### Tasks to complete
1. In the press release on the 2009 radiological threat summit, where was the summit held?
2. From the press release on the 2009 radiological threat summit, print the part that opens with the words containing "Dr. Jeffery Runge" and closes with "Ronald Manning .".
3. Name every group of attendees that the press release on the 2009 radiological threat summit says were at the summit.

### Document extract
*** Begin section ***

2009 Radiological Threat Summit Raises Awareness of Potential Threats

R-TAC Summit brings together key stakeholders in Washington to discuss radiological preparedness

WASHINGTON , Feb. 25 /PRNewswire-USNewswire/ -- Today, the Radiological Threat Awareness Coalition held the 2009 Radiological Threat Awareness Summit at the National Press Club in Washington D.C. In attendance were a wide-range of top homeland security specialists, government officials, members of the private sector, first responders, and policy experts.

Less than one-third of the population feels they are prepared for a terrorist attack, specifically a radiological attack such as a "dirty bomb." Yet over eighty percent of Americans feel this type of threat is imminent. The Radiological Threat Awareness Coalition (R-TAC) was formed in 2008 to lessen this preparedness gap through education and awareness campaigns.

"Today we brought together individuals from across the public and private sectors to discuss a very serious threat to our national security for which we are underprepared," said R-TAC Chairman James Pinkerton . "By creating a dialogue among these key stakeholders, we can help to better prepare our country in the event one of these attacks occur."

Dr. Jeffery Runge , the former Assistant Secretary of Health Affairs and Chief Medical Officer at Department of Homeland Security, presented his new comprehensive primer on how to manage threats posed by radiological dispersion devices. Additionally, there was a panel discussion regarding the federal and local resources needed to meet the challenges posed by radiological threats, and a presentation by Branch Chief of Chemical, Radiological, and Nuclear Medical Countermeasures at the Office of Biomedical Advanced Research and Development Authority (BARDA), Dr. Ronald Manning .

About R-TAC

The Radiological Threat Awareness Coalition (R-TAC) was established to increase awareness and preparedness in this country against a possible radiological attack such as a "dirty bomb." Since the September 11, 2001 terrorist attacks on our country, Americans have been keenly aware of the dangers of weapons of mass destruction falling in the wrong hands. Major initiatives have been implemented to prevent chemical, biological and nuclear attacks. But despite this trend, there has not been enough of a concerted effort focused on the threat of a radiological attack such as a "dirty bomb."

*** End section ***

### Recorded information
*** Begin section ***

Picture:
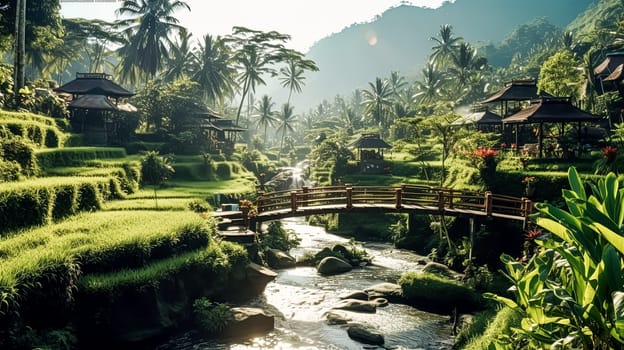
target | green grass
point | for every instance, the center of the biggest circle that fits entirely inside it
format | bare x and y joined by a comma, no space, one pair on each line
148,204
215,257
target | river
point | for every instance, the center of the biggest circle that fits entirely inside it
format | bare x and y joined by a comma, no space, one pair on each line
299,297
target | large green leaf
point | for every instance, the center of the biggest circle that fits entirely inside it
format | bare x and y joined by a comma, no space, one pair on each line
575,183
614,238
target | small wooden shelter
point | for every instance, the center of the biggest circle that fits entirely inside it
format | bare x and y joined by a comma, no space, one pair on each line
482,118
370,148
94,98
608,73
550,110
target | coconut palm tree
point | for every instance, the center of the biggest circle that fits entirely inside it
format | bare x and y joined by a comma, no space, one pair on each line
292,75
256,52
446,44
213,68
429,88
20,49
377,101
265,114
180,57
286,120
148,25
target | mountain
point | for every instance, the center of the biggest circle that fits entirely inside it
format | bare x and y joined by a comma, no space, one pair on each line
398,40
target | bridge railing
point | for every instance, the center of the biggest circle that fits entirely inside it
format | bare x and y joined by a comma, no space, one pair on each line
405,196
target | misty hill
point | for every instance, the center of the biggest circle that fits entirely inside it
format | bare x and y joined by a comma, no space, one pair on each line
398,40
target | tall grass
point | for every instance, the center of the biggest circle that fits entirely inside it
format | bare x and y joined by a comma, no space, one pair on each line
42,265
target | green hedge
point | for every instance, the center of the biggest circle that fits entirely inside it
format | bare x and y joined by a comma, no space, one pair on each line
40,134
76,156
40,267
38,202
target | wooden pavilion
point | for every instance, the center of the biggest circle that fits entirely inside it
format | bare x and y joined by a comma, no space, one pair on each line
94,98
608,73
518,92
370,148
482,118
550,111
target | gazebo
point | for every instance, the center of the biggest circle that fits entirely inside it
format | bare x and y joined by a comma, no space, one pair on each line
482,118
94,97
517,91
370,155
608,72
550,110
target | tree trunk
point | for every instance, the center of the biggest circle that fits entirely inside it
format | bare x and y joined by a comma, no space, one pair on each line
20,49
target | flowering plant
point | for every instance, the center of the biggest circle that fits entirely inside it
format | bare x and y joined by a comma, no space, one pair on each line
529,180
610,153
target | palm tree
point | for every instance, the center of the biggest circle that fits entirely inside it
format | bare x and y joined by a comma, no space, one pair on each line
180,57
265,114
255,53
286,121
147,29
378,101
446,44
20,49
213,68
292,75
429,89
464,63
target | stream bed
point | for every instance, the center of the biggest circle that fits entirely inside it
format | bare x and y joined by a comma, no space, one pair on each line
299,298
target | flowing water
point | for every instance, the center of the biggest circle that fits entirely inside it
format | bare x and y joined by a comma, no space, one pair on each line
299,297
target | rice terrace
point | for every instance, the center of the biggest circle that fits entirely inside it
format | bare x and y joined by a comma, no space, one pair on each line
426,174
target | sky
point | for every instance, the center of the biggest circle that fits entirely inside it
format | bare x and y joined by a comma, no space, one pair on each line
306,21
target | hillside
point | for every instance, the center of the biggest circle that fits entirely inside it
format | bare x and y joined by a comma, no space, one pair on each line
398,40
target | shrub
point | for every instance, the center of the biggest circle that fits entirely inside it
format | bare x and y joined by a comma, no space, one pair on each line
18,150
431,291
9,171
212,318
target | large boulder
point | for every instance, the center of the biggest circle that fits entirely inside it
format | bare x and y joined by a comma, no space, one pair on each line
365,335
334,318
332,266
248,322
278,259
357,305
441,270
390,291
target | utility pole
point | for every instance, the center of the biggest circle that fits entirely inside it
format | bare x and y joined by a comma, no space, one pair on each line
20,49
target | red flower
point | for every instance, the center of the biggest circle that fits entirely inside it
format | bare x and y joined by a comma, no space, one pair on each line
609,152
485,153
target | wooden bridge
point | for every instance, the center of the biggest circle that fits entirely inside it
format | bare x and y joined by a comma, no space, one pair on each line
403,199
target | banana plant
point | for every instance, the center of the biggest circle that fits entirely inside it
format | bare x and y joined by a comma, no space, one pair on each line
571,292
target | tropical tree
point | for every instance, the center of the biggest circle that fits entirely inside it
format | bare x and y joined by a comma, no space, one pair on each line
180,57
445,134
445,46
560,75
570,292
292,75
148,26
265,114
286,120
377,102
213,68
429,88
255,53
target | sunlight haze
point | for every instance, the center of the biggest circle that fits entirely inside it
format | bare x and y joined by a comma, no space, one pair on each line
305,21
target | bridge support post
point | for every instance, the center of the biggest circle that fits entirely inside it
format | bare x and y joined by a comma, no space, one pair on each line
293,201
441,202
488,203
349,194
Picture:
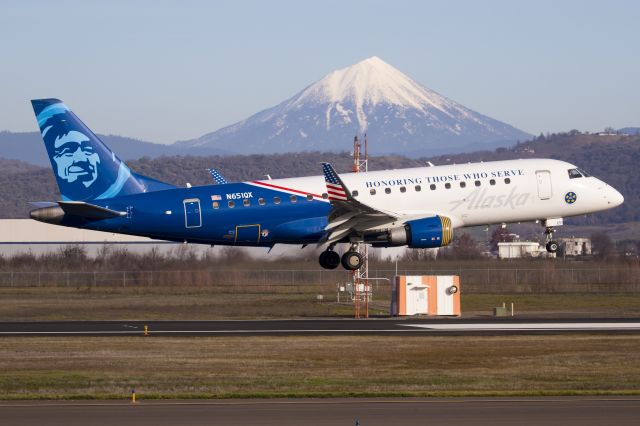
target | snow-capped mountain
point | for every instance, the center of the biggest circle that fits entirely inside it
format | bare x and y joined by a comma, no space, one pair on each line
399,115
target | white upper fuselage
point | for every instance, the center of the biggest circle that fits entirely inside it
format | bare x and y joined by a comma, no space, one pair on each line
475,193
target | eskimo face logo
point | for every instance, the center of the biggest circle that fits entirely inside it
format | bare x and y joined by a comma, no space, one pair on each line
75,158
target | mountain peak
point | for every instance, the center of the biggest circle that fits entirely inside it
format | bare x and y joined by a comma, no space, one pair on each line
370,96
369,83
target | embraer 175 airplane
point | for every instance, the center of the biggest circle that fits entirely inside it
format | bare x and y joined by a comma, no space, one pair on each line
416,207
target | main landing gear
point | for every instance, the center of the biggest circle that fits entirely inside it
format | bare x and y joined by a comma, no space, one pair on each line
552,246
351,260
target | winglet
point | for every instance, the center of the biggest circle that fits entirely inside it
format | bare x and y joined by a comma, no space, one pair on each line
336,189
217,177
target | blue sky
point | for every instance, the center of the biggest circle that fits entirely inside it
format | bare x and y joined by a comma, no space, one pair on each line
173,70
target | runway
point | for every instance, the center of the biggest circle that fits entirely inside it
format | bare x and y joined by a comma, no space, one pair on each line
388,326
320,412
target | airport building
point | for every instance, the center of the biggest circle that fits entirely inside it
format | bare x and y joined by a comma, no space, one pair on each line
520,249
575,246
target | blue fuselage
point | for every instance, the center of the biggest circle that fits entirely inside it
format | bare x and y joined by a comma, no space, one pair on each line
258,216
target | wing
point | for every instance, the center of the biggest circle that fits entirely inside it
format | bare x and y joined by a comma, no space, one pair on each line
349,217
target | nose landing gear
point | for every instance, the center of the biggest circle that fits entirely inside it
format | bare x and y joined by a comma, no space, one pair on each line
552,246
329,259
352,260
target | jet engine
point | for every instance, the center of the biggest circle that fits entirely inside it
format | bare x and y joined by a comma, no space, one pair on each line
430,232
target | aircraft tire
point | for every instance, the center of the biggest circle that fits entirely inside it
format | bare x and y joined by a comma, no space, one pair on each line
352,260
329,259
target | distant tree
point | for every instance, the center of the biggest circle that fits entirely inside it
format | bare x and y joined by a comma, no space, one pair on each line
601,245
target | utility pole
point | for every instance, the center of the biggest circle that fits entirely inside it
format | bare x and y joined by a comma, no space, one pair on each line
360,277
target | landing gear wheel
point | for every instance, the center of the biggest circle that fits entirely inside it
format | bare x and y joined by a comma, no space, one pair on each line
329,259
352,260
552,246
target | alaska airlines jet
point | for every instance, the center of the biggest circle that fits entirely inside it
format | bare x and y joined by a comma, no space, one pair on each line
416,207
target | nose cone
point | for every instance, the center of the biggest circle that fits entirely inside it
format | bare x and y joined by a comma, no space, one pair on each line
614,198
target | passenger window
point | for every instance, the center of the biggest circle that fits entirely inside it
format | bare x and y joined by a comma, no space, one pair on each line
574,173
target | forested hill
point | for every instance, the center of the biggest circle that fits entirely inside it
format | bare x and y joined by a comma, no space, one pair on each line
613,158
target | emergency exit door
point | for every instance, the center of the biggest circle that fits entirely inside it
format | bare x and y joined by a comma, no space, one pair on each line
544,184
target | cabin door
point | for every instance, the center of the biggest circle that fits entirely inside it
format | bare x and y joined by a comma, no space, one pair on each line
248,234
192,213
544,184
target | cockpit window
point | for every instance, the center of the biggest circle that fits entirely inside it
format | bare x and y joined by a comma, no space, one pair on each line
574,173
585,174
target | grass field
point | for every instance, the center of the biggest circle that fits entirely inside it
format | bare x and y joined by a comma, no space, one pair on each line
192,303
321,366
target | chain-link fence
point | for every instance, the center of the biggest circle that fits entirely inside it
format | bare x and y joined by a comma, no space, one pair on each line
620,279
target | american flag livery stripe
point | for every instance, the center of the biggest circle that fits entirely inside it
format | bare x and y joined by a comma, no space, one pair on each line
334,188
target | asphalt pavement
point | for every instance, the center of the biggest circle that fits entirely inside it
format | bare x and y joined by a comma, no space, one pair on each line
363,412
388,326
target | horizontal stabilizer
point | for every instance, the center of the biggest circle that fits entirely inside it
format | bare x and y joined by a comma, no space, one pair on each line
41,204
217,177
88,211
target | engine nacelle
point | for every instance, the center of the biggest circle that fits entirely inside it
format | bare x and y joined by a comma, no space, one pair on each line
423,233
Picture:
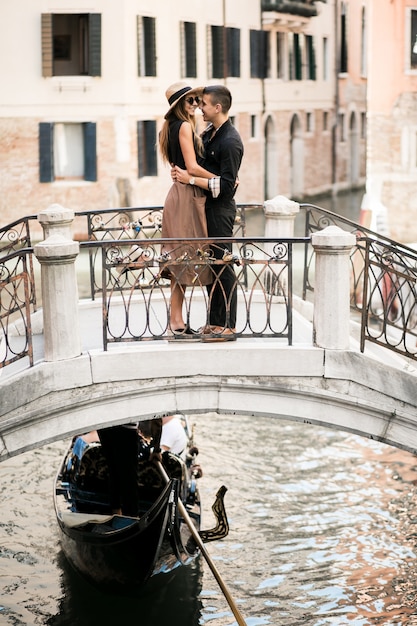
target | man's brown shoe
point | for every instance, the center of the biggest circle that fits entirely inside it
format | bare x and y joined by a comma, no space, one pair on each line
218,333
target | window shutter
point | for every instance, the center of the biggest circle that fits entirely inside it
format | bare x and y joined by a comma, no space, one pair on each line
297,58
47,48
311,58
94,44
254,54
46,152
147,160
90,151
150,132
190,49
217,47
233,51
141,149
150,46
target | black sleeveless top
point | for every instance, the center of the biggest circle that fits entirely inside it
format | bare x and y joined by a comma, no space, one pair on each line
174,148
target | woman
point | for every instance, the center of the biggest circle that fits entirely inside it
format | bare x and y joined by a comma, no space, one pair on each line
184,208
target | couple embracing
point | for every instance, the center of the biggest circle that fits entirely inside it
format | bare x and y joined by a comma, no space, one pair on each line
200,202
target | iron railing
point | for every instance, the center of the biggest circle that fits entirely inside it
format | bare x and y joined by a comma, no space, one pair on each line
383,277
139,223
16,301
136,286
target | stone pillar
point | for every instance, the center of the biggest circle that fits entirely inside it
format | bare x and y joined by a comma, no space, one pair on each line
57,254
331,317
280,213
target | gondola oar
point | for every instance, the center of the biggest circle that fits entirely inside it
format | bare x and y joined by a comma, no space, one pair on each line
200,544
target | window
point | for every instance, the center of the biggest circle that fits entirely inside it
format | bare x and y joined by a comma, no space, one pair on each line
253,126
259,53
342,134
363,44
146,46
280,55
363,125
188,49
147,161
325,58
233,51
343,62
295,57
310,58
71,44
67,151
225,52
413,40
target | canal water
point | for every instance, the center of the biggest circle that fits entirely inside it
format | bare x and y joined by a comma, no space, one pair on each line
323,531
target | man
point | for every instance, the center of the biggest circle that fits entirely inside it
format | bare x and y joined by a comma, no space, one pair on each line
223,157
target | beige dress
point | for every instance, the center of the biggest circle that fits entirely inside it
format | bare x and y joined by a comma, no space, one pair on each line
184,216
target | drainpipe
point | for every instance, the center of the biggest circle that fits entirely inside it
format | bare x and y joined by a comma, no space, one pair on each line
336,97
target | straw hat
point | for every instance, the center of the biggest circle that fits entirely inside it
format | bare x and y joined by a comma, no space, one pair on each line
179,90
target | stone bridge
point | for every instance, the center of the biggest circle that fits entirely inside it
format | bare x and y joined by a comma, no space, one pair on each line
322,378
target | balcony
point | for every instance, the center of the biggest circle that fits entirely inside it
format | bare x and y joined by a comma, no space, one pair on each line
302,8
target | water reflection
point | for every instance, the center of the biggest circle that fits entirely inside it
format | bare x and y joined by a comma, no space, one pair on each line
84,605
322,532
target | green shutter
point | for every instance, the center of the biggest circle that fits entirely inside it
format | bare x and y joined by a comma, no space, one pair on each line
151,161
94,44
217,51
149,47
47,48
233,51
190,49
297,58
46,152
90,151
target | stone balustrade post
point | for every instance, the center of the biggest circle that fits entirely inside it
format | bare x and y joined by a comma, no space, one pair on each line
56,255
280,214
331,317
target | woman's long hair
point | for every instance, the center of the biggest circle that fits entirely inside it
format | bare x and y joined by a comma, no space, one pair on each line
178,113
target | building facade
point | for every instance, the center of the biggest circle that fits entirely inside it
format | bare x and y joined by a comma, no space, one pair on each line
392,116
83,96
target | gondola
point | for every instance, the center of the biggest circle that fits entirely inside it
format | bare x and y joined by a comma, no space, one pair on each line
120,552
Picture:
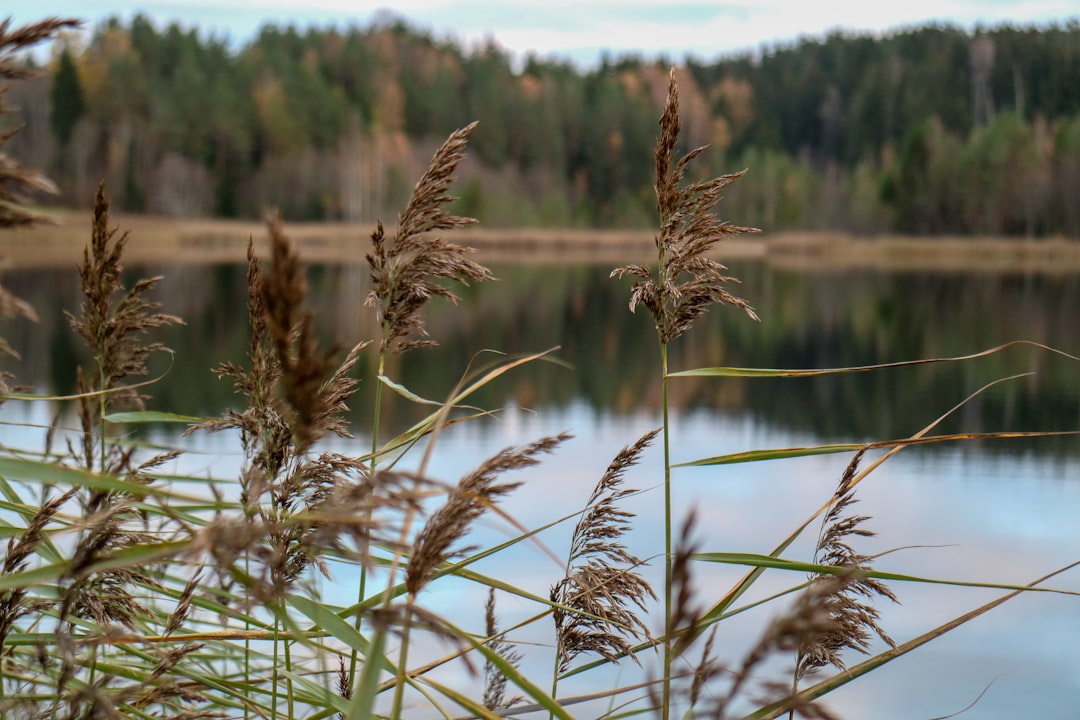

*** End section ***

### Answers for the exercise
1. At the National Press Club in Washington D.C.

2.
Dr. Jeffery Runge , the former Assistant Secretary of Health Affairs and Chief Medical Officer at Department of Homeland Security, presented his new comprehensive primer on how to manage threats posed by radiological dispersion devices. Additionally, there was a panel discussion regarding the federal and local resources needed to meet the challenges posed by radiological threats, and a presentation by Branch Chief of Chemical, Radiological, and Nuclear Medical Countermeasures at the Office of Biomedical Advanced Research and Development Authority (BARDA), Dr. Ronald Manning .

3. Top homeland security specialists, government officials, members of the private sector, first responders, policy experts